*DESCRIPTION OF THE TASK:*
Copy the items from the start through the line containing "xmin=373 ymin=0 xmax=480 ymax=198", inclusive, swapping "wooden kitchen cabinet" for "oak kitchen cabinet" and leaving everything else unchanged.

*DATASET ENTRIES:*

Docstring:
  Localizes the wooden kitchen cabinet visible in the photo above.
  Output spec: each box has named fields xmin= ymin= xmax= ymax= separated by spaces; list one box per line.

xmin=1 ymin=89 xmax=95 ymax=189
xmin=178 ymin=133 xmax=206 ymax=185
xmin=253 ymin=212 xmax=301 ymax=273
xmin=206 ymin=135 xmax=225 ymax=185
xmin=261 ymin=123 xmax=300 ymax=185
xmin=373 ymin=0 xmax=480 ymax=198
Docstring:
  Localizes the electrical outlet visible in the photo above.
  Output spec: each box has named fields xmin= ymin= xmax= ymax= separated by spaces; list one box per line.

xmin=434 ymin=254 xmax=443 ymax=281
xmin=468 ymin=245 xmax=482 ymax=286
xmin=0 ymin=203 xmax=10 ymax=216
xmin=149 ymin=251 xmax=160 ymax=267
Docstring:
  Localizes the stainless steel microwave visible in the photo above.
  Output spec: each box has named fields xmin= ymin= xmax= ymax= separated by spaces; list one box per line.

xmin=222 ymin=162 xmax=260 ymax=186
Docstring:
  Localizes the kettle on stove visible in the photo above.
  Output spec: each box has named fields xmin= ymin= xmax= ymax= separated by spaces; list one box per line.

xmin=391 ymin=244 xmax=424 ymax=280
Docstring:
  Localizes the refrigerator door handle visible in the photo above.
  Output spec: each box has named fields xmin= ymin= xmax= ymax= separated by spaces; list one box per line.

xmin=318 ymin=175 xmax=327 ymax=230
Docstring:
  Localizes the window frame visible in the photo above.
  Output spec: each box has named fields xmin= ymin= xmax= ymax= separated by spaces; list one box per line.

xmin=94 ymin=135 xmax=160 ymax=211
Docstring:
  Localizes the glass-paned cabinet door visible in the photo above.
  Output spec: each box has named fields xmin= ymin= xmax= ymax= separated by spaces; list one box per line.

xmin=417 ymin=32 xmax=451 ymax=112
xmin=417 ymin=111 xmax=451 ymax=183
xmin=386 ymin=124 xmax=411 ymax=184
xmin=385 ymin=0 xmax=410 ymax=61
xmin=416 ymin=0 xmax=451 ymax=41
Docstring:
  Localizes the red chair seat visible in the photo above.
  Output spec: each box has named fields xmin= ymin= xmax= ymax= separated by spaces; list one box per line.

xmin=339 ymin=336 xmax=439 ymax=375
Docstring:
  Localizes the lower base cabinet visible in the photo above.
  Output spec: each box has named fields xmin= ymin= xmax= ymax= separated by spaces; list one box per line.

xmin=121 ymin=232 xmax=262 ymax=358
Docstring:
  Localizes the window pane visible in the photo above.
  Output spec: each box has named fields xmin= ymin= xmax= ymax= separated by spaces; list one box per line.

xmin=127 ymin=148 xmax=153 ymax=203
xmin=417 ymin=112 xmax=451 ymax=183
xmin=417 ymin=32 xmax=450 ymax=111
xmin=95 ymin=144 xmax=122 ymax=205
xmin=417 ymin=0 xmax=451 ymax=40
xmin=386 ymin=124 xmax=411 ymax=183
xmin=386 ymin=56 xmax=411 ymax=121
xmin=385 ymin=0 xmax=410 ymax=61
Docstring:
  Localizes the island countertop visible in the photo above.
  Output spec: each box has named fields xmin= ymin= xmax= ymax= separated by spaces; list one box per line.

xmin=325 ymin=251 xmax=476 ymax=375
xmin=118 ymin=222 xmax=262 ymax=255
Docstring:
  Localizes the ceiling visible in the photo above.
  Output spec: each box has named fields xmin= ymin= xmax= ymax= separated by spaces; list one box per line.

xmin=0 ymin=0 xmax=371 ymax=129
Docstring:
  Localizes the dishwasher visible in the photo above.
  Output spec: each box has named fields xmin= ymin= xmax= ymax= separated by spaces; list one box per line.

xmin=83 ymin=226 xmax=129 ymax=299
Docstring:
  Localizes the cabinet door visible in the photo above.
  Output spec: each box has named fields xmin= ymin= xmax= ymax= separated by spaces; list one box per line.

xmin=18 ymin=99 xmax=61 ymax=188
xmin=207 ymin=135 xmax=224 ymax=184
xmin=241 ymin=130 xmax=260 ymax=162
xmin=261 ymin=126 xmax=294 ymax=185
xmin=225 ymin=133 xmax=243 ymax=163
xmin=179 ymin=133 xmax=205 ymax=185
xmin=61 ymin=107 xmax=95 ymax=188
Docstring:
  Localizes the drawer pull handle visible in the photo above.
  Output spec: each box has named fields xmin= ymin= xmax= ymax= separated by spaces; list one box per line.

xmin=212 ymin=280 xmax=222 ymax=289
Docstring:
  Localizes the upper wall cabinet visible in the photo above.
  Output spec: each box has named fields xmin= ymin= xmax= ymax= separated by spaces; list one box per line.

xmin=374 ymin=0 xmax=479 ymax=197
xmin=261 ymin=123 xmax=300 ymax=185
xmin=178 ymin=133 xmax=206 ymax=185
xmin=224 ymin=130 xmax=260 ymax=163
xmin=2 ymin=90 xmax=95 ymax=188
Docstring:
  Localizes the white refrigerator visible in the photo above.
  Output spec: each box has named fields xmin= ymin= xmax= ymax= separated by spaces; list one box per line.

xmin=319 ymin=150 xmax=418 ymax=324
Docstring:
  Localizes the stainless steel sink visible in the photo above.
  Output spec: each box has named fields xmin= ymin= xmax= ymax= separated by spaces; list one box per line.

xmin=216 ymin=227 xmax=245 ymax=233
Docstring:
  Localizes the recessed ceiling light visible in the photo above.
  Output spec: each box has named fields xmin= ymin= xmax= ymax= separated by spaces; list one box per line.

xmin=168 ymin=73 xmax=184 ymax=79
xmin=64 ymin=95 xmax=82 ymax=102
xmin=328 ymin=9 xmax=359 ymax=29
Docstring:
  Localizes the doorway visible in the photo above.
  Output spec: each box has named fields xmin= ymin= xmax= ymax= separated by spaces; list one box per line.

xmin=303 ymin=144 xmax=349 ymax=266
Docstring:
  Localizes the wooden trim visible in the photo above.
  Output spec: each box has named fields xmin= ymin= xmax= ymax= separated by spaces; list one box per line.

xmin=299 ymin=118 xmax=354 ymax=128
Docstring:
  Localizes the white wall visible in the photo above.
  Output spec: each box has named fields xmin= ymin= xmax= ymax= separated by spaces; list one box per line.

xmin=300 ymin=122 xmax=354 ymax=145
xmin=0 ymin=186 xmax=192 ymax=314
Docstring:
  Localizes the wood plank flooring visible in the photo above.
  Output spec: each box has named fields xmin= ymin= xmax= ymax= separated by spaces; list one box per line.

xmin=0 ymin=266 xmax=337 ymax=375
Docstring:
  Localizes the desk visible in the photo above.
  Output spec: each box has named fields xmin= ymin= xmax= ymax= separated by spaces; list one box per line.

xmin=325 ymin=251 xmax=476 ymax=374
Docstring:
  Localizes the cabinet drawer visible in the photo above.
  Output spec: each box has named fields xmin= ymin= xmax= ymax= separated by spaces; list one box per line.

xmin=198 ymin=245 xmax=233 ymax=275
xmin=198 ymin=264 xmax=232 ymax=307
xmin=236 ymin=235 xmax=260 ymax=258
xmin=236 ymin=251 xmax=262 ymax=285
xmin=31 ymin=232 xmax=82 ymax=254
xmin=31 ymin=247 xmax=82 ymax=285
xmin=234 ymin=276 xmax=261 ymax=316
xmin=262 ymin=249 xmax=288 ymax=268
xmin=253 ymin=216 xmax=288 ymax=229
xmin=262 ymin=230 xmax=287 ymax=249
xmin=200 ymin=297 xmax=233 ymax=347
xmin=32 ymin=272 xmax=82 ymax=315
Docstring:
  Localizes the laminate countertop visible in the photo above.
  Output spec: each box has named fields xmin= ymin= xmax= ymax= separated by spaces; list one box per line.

*EXERCISE RESPONSE:*
Docstring:
  Localizes the oak kitchen cabinet visible in the photo above.
  Output spec: each box has named fields xmin= ymin= xmax= ymax= separated by spaces; list one box per line.

xmin=1 ymin=89 xmax=95 ymax=189
xmin=178 ymin=133 xmax=206 ymax=185
xmin=253 ymin=212 xmax=301 ymax=273
xmin=206 ymin=135 xmax=225 ymax=185
xmin=261 ymin=123 xmax=300 ymax=185
xmin=373 ymin=0 xmax=480 ymax=198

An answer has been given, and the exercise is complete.